Lecture & Demonstration  ·  50 min
"The Touch Contract is not a consent form. A form asks for a signature. The Touch Contract is a conversation — a participant-directed conversation in which the facilitator creates genuine space for the participant to understand what they're agreeing to, to personalize it to their actual body and their actual history, and to retain the ability to change their mind. The conversation must happen before medicine is ingested — not because the regulation requires it, but because after ingestion, the participant cannot consent in the same way. That's not a legal technicality. It is a neurological and ethical reality."

The Touch Contract has six required elements under Colorado regulation. First, participant-directed preferences: the participant specifies what types of touch they are comfortable with, in what locations on the body, and under what conditions. The facilitator does not offer a menu and ask the participant to check boxes — the facilitator opens the space and the participant defines it. Second, grounding and supportive touch options: the facilitator explains what kinds of touch are commonly offered (hand on shoulder, hand on arm, gentle pressure on upper back) and the participant indicates which, if any, feel acceptable. Third, capacity limitations post-ingestion: the facilitator explains directly that after medicine is ingested, the participant's ability to communicate and to revoke consent may be limited. This is not frightening information — it is accurate information. The facilitator also explains that they will check in verbally during the session, that the participant can say "no," "stop," or "not right now" at any time and the facilitator will honor it immediately, and that confusion or inability to respond to a check-in will be treated as a "no." Fourth, the co-facilitator option: the participant is offered the option to request a co-facilitator or second person present for any or all of the session. Fifth, the recording option: the participant is informed that some participants choose to have a video recording made of the session for their own later review or as an additional protection mechanism. Sixth, the opt-out mechanism: the participant is told clearly that the Touch Contract can be revised before the session, that the default if there is any ambiguity is no touch, and that they do not need to agree to any touch to receive the service.

Stop here. "Before I model the consent dialogue, I want you to notice what I just described. Every element of the Touch Contract begins with the participant's perspective and experience — not the facilitator's offering. The contract is participant-directed. The facilitator's role is to create the conditions in which the participant can actually access and express their own preferences — not to persuade them toward a particular arrangement."

What the Touch Contract does not include: it does not authorize full-body contact, it does not authorize sexual touch of any kind under any circumstances, it does not override a participant's capacity limitations (a participant who has ingested medicine and is in a non-verbal state has not thereby revoked their prior consent, but they also cannot actively expand it), and it does not replace ongoing verbal check-in during the session. The contract is the baseline. Ongoing attunement and check-in is the practice.

Now model the consent dialogue. The demonstration below is a scripted example — but deliver it naturally, not as a script. Students are watching for tone, pacing, and participant-directedness, not word-for-word compliance.

T2 Tool — Instructor Reference · T3 Version in Student Guide Touch Contract Conversation Guide & Template
Opening Frame (Instructor models)
"Before we talk about the medicine session itself, I want to have a conversation about touch — what it means in this context, what's available, and what feels right for you specifically. This isn't a form to fill out. It's a conversation we're going to have so that you can go into the session with a clear sense of what you've agreed to and how I'll show up physically. Does that make sense as a place to start?"

**DATA PROVIDED**:
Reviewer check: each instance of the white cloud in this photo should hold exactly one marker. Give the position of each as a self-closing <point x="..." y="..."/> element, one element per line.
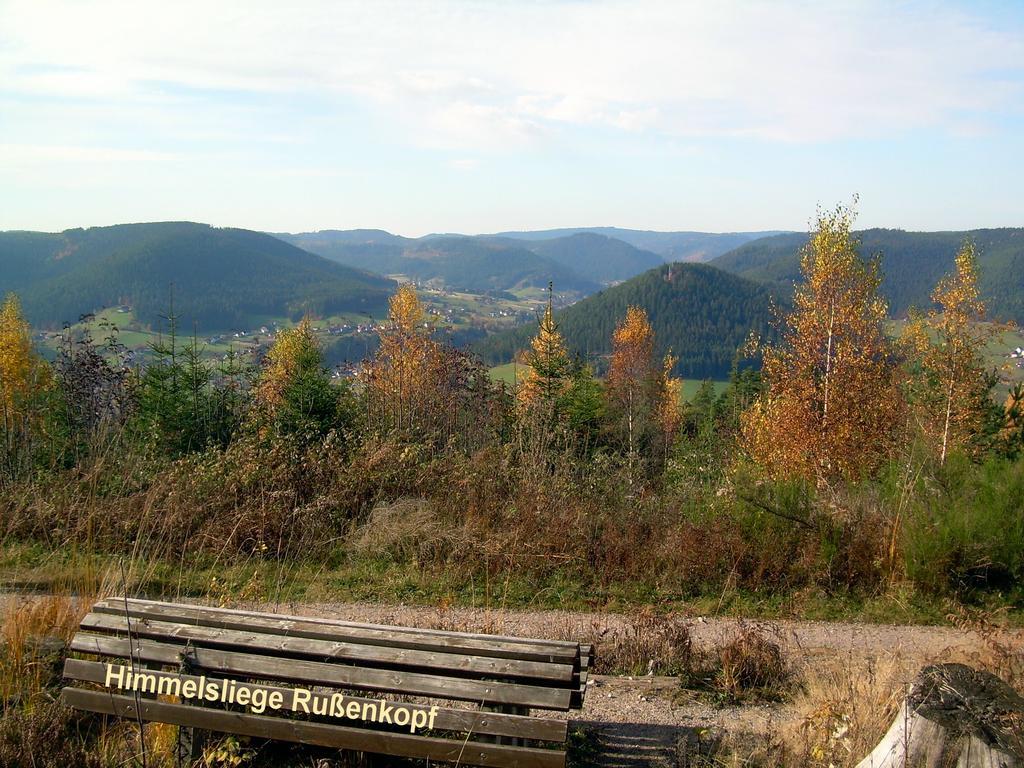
<point x="488" y="76"/>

**REQUIRED WORK**: From the Touch Contract text, reproduce word for word the passage from "What the Touch" up to and including "is the practice.". Rely only on the text about the Touch Contract, not on anything from the lines.

**EXPECTED ANSWER**:
What the Touch Contract does not include: it does not authorize full-body contact, it does not authorize sexual touch of any kind under any circumstances, it does not override a participant's capacity limitations (a participant who has ingested medicine and is in a non-verbal state has not thereby revoked their prior consent, but they also cannot actively expand it), and it does not replace ongoing verbal check-in during the session. The contract is the baseline. Ongoing attunement and check-in is the practice.